Skip to content

Latest commit

 

History

History

README.md

Table Structure Recognition

Table Structure Recognition (TSR) problem aims to recognize the structure of a table and transform the unstructured tables into a structured and machine-readable format so that the tabular data can be further analysed by the down-stream tasks, such as semantic modeling and information retrieval (1). Chosen along the product, we are handling TSR problem using table-transformer(DETR).

image


I. Installation

  1. Setup the environment from \table_recognition\requirements.txt as follows:
    pip install -r requirements.txt
    
  2. The checkpoint in use can be found here: pubtables1m_structure_detr_r18.pth.
    Download the checkpoint and put it in folder checkpoints in the root of dir \table_recognition (create one if none).
  3. Clone the repository table-transformer into the root of dir \table_recognition
  4. To re-produce the evaluation in \table_recognition\table_recognition.ipynb, download the specific structure dataset from PubTables-1M, and put it in folder data in the root of dir table-transformer (create one if none).
    Notice that this dataset is quite heavy with limit download bandwidth (2 hours of downloading estimated).

§ EXTRACTED DATA:

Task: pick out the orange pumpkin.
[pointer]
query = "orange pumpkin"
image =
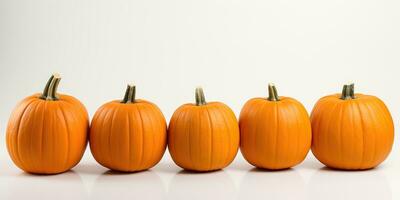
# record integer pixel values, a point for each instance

§ EXERCISE DIRECTIONS:
Continue the table structure recognition README from its last line, writing the next part of its instructions.

§ RESULT OF THE TASK:
For full instruction of usage and installation, please then follow: \table_recognition\table_recognition.ipynb


II. Issues & Resolve

Physical overlapping of table's hierarchical structure

Our aim of TSR task is to extract certain cells, not any hierarchical structures. The problem here is that table-transformer(DETR) returns a hierarchical structure of table of six object classes: table, table column, table row, table column header, table projected row header, and table spanning cell. The seventh class - grid cell, which we want to extract, can be formed from the intersection of each pair of table column and table row objects (2). It arises an issue that objects of different classes may overlap physically each other, hindering efforts to extract a single, exact cell for each functional area of the table using bounding boxes.

Therefore, a temporary measure has been introduced to reduce the overlapping: Remove the grid cells that intersect largely a certain spanning cell, aligned with functional analysis bounding boxes deletion.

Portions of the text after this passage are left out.